What is needed is an exact copy of all the entries.

Dataset records
§

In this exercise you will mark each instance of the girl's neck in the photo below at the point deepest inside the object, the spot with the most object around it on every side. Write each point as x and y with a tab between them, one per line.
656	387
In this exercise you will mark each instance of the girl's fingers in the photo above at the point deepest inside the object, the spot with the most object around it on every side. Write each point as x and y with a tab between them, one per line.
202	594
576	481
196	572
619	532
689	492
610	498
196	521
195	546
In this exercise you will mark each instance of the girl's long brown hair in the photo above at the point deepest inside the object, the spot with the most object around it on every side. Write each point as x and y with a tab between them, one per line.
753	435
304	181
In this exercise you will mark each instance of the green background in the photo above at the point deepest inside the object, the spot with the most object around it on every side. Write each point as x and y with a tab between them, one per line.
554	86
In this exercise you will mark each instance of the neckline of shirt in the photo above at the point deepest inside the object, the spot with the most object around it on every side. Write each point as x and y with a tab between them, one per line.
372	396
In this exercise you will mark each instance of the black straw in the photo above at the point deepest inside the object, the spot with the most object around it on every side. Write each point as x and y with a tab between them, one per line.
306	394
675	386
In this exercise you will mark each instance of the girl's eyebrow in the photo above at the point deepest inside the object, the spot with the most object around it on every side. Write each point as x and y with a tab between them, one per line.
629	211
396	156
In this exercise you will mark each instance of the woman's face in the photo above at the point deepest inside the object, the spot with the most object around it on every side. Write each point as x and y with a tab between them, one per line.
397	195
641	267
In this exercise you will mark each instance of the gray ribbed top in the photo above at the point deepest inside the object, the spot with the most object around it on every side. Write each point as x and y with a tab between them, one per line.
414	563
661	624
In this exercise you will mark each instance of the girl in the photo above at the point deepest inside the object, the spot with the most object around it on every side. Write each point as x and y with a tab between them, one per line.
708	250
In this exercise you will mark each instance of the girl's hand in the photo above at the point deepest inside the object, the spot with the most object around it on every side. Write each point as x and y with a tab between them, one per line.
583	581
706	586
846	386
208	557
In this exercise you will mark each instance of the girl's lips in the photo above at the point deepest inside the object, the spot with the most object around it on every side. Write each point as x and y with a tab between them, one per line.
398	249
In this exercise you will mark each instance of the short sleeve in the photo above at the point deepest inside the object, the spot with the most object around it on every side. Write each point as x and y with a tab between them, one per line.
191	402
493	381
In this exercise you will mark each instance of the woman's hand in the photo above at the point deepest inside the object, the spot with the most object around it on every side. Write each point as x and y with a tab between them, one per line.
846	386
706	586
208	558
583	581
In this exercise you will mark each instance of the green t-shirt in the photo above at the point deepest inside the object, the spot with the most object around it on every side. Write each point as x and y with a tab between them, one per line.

§

• **ANSWER SPACE**
In this exercise you will mark each instance of the girl's neck in the photo below at the point deepest inside the object, the spot with the most object around it on every side. Write each point as x and y with a tab between them, one per line.
656	387
In this exercise you will mark each instance of the girl's fingers in the photo above at the point deepest inside the object, the spot with the most object around it on every side. Write each point as x and y with a tab between them, one per line.
202	594
576	481
196	572
619	532
689	492
610	498
196	521
195	546
In this exercise you will mark each instance of the girl's long brown hair in the photo above at the point deepest inside the object, the spot with the most object around it on every side. Write each point as x and y with a tab between them, one per line.
753	435
304	181
In this exercise you will mark each instance of the green background in the photo above at the point deepest inside the object, the spot with the most object around it on every side. Write each point as x and y with a tab between them, one per line.
554	86
In this exercise you will mark each instance of the neckline of shirt in the photo above at the point deepest inside the object, the spot with the most object around it on every side. Write each point as x and y with a tab between them, one per line.
372	396
In this exercise you will mark each instance of the black straw in the photo above at the point deepest inside the object, the spot with the most object around it on every side. Write each point as x and y with a tab between them, one per line.
306	394
675	386
In this exercise you will mark each instance of the girl's eyebrow in the photo above at the point deepest inside the object, the spot with the most object around it on every side. Write each point as x and y with a tab between them, one per line.
629	211
396	156
In this exercise you will mark each instance of the woman's face in the photo above at the point deepest inside the object, the spot with the most object around it on every side. Write each point as x and y with a tab between them, one per line.
397	195
641	267
In this exercise you will mark each instance of the gray ribbed top in the photo above at the point deepest inside the object, the spot with the most object around it on every side. Write each point as x and y with a tab between them, one per line.
414	563
661	624
In this exercise you will mark each instance of the girl in the photo above at the point deepest inside the object, the spot with the most object around it on every side. Write each point as x and y with a tab between them, one per line.
708	250
In this exercise you will mark each instance of the girl's hand in the photo above at the point deepest inside the object, the spot with the most object around it on every side. Write each point as x and y with a tab between them, one per line.
583	581
706	586
846	386
208	557
In this exercise you will mark each instance of the girl's lips in the photo above at the point deepest inside the object, the spot with the most object around it on every side. Write each point as x and y with a tab between them, one per line.
398	249
In this exercise you will mark each instance of the short sleeve in the photo above at the point deepest inside the object, the spot with the most object around it on every side. Write each point as x and y with a tab between them, one per line.
191	402
493	381
In this exercise you will mark each instance of the woman's hand in the photo above at the point deepest inside the object, the spot with the most object around it on every side. Write each point as x and y with a tab between them, one per line.
846	386
706	586
208	558
583	581
In this exercise you will mark each instance of the green t-shirt in the photo above at the point deepest inside the object, the spot with the most object around it on every side. Write each point as x and y with a tab between them, one per line.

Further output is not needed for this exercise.